§ **Job 1**
Reproduce the entries verbatim, from the line containing "Question. Locate the outboard" down to the end of the entries, with both ends included.

§ **Selected text**
Alfredo Harp Helú (born 1944) is a Mexican businessman of Lebanese origin, and as of 2011, with a net worth of $1.5  billion, is according to Forbes the 974th richest person in the world. He is also the cousin of multibillionaire Carlos Slim.

In 2018, Alfredo Harp Helu ranked #1,867 on the Forbes World's Billionaires list, with wealth listed at US $1.2 billion.

Biography 
Born in Mexico City, Harp is most famous for being the former owner of the biggest Latin American and Mexican bank, Banamex (now part of Citigroup), and was a billion-dollar beneficiary of Citigroup's 2001 buyout of Banamex. He is also owner of the telecommunication company, Avantel, the second largest telephone company in Mexico (now part of Axtel).

On March 23, 2019, the Diablos Rojos del México (Red Devils) opened their new Alfredo Harp Helú baseball stadium in Mexico City.

Personal life
Harp is married, with several children. He and his family with his second wife divide their time between homes in Mexico City and Oaxaca City.

He is a baseball fan, owning wholly or partly two professional baseball teams in Mexico, the Diablos Rojos of Mexico City and the Guerreros of Oaxaca City. In 2012, he became part of the MLB San Diego Padres ownership group.

§ **Job 2**
List every year mentioned in the biography, in ascending order.

§ **Task inputs**
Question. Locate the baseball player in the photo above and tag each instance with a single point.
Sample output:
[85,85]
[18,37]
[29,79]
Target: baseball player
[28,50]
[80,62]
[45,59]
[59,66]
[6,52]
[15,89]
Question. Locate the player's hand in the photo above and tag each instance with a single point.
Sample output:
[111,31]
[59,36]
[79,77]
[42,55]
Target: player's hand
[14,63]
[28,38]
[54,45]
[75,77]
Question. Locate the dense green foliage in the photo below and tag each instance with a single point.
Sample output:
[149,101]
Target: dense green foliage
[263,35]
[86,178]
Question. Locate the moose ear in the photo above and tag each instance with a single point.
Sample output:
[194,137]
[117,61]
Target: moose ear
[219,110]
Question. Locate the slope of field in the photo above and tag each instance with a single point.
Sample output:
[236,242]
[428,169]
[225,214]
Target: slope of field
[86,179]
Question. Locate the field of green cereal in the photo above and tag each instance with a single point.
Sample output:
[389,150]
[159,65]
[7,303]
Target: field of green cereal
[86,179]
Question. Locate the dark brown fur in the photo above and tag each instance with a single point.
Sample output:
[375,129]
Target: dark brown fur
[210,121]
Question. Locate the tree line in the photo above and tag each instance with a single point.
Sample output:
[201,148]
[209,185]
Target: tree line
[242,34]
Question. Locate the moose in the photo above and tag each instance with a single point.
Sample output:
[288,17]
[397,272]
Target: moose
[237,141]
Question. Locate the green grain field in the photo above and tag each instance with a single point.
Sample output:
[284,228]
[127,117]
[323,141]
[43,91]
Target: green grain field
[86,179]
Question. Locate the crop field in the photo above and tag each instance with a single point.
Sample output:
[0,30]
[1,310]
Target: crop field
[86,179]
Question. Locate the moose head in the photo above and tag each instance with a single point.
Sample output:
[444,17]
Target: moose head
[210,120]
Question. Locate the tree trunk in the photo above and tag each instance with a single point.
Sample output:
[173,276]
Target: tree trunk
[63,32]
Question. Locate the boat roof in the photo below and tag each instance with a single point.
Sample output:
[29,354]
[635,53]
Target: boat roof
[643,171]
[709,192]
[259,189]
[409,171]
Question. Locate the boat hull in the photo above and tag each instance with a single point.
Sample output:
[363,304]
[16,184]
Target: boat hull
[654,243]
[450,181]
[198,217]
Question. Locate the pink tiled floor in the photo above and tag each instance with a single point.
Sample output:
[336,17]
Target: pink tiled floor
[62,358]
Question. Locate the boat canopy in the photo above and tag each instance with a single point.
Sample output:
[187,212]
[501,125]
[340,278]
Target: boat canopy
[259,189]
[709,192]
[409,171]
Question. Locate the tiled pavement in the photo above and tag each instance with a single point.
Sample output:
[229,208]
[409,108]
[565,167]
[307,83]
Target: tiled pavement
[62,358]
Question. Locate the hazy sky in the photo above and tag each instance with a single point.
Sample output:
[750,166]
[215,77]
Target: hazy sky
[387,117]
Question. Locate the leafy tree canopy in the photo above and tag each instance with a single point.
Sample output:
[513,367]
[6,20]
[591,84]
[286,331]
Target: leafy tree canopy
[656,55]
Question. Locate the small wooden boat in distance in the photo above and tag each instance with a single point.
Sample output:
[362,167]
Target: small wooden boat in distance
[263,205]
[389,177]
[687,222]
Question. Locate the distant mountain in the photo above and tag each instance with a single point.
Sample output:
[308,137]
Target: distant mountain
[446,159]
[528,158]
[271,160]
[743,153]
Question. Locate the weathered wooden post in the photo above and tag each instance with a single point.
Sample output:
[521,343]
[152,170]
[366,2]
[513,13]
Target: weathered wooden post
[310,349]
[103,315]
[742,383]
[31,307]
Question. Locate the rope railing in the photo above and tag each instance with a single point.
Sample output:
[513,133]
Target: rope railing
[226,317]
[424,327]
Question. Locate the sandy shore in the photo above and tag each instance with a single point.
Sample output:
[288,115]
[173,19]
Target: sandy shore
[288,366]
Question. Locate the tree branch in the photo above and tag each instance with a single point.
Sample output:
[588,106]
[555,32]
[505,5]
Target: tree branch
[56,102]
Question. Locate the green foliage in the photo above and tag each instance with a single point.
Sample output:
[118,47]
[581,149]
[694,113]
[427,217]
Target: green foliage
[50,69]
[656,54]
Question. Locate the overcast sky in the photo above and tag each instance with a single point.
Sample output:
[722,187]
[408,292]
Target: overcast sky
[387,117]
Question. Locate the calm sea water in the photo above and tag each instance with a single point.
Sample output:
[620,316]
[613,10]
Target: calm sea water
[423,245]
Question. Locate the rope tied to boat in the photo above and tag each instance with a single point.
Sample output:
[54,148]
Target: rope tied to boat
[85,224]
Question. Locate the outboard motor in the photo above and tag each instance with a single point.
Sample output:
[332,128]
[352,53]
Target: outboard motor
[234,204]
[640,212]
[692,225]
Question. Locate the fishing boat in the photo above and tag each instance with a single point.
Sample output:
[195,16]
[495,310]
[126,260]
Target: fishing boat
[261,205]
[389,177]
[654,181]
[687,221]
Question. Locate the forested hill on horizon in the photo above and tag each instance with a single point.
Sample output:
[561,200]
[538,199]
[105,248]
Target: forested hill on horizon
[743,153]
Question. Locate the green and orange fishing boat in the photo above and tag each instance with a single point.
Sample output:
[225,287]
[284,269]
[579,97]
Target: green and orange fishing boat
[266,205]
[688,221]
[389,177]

§ **Exercise output 1**
Question. Locate the outboard motor in the photo above and tag each instance with a single point.
Sample output:
[332,128]
[352,53]
Target: outboard motor
[234,204]
[640,212]
[692,225]
Question. Locate the fishing boat in the photo above and tag each instance with a single point.
Sample output:
[195,16]
[495,310]
[126,260]
Target: fishing boat
[261,205]
[389,177]
[654,181]
[687,221]
Question. Locate the forested hill on horizon in the photo above and tag each instance with a single point.
Sample output:
[561,200]
[538,199]
[105,248]
Target: forested hill on horizon
[743,153]
Question. Locate the green and orange fishing boat in the photo above and tag each instance with a single point.
Sample output:
[225,287]
[284,269]
[579,97]
Target: green and orange fishing boat
[266,205]
[688,221]
[389,177]

§ **Exercise output 2**
1944, 2001, 2011, 2012, 2018, 2019